▶ Text
↓
The adjacent chart demonstrates that towards the end of our review period the total anticipated revenue equals the total actual deposits.

The totals in the DOT T-100 database of international travelers would appear to compare favorably with the totals in the carrier collections. Using the DOT T-100 data to predict revenue on a cumulative basis could possibly give INS better timeliness and accuracy on a annual basis, but this type of analysis might be even more valuable on a quarterly basis. Analysts could project the amount of revenue that will be submitted by the carriers one quarter in advance, and this process could provide a better estimate of accrued revenue, particularly for the end of the year financial close-outs.

Although INS has had the most success in forecasting User Fee revenue, there are other methods and sources of information that could be used to improve it even further. We suggest that information, such as the DOT database, could be used to predict revenue more accurately based on our comparison over a 4 year period. Advantages of the DOT database are timeliness, standardized format of data, and the flexibility of use for analysis. It is relatively easy to sort and analyze these numbers by global travel trends, seasonal and annual variations, or U.S. ports of entry. This information would also give INS some assurance that the amount of receipts collected is reasonable based on the total number of arriving passengers. It would also provide a better indication of accrued revenue for the end of the year close-out and the financial statements.

Periodic carrier audits are performed by the INS to determine if collection submissions are reasonably accurate and timely. Customs also performs periodic carrier audits. A Memorandum of Understanding between Customs and INS to share the responsibility for auditing carriers, share relevant information, and to compare carrier fee submissions between the two agencies, was suggested and drafted. We believe that INS should proceed with this agreement and continue to explore other sources of information for comparisons and reassurance.
↑
▶ Record list
↓
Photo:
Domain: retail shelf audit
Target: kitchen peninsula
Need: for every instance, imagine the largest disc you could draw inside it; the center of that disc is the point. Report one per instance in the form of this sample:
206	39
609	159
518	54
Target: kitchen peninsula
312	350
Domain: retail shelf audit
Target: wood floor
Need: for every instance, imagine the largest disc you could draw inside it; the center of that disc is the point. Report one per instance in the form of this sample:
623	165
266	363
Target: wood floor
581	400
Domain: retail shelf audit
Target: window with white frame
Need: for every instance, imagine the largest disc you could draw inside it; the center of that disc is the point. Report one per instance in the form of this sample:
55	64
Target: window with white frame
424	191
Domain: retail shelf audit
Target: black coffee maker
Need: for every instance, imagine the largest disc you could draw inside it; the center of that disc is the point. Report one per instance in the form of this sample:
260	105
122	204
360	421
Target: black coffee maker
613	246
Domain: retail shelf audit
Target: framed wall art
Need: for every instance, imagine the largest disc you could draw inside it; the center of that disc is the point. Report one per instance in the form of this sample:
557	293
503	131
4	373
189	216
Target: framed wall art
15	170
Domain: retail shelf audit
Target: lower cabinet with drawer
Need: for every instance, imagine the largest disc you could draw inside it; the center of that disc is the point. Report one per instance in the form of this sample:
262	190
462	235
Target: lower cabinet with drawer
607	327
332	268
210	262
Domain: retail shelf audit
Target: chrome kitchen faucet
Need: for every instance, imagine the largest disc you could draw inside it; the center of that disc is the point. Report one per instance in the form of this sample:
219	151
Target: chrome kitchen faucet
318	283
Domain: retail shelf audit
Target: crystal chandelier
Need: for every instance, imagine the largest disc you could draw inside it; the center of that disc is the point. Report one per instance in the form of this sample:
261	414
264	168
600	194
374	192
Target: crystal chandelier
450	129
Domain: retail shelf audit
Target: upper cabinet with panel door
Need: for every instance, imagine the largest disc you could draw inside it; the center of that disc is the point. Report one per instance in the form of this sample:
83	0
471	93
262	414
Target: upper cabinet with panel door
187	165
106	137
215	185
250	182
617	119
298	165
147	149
↑
▶ Work instructions
1. For each statement, answer yes or no according to the user fee text, and quote the words that decide it. (a) Customs carries out periodic carrier audits. (b) The comparison of the DOT database covered a 10-year period. (c) The analysis is described as possibly more valuable on a monthly basis.
2. Which advantages of the DOT database does the user fee text list?
3. Pick up the user fee text where it stops and keep writing.
The lines have no connection to the user fee text.

▶ Answers for the tasks
1.
(a) Yes: "Customs also performs periodic carrier audits."
(b) No: "based on our comparison over a 4 year period"
(c) No: "this type of analysis might be even more valuable on a quarterly basis"

2. Timeliness, standardized format of data, and flexibility of use for analysis.

3.
We recommend that the INS Commissioner:

5. Use the DOT T-100 monthly data to analyze passenger traffic and accrued revenue on a cumulative basis. The data could be used by the working group to assist in predicting the revenue and as auxiliary evidence to validate User Fee forecast method.

Immigration and Naturalization Service Comments

INS agrees that this data could prove to be a useful tool, but it is not the only tool which should be analyzed and evaluated. The T-100 data does not provide information related to fee exemptions. INS' own Performance Analysis System for inspection data will be used in conjunction with the DOT T-100 data. INS will begin to use the T-100 data cumulatively in analyzing User Fee revenues.

Status of Recommendation

Resolved, based on the agreement that INS will utilize the DOT T-100 data cumulatively in analyzing User Fee revenues. To close this recommendation, please provide us with examples of ways INS is using the T-100 data in its analysis of User Fee revenues.


Examinations Fee forecasts were developed using a computer model that compared and averaged the submission activity of 45 fee-related applications and petitions. A working group analyzed and adjusted the results of the computer forecast, when appropriate. Although working group meeting minutes were usually prepared, they were not always done timely or in enough detail for members to recall, after a period of time, why forecast numbers were changed.

The Examinations Fee or Immigration Examinations Fee Account was established by the DOJ Appropriations Act, 1989, P.L. 100-459. All deposits to the Examinations Fee are available until expended to reimburse the appropriated account for expenses incurred in providing immigration, adjudication, and naturalization services. Applications for immigration, nationality and citizenship benefits, and naturalization are received and adjudicated at service centers, field offices, numerous sub-offices, and some land border ports of entry. Applications were submitted by mail or in person at field offices or service centers. Receipts were collected by INS employees and contract employees and deposited to banks, usually on a daily basis.

First attempts to develop a forecast model for the Examinations Fee included the creation of a spreadsheet to track the amount of application fees collected. The number of applications submitted and other workload information was extracted monthly from the Performance Analysis System. [ An audit of the Performance Analysis System was beyond the scope of our audit, therefore we did not verify the accuracy of the information contained in this system. However, nothing came to our attention which indicated the data were inaccurate. ] A simple graphic plot and analysis was used to estimate workload trends and associated revenue. The Performance Analysis System was also used to evaluate the backlog of applications to assist in managing resources. After an initial evaluation of the spreadsheet forecast, INS confirmed that a more sophisticated approach was necessary.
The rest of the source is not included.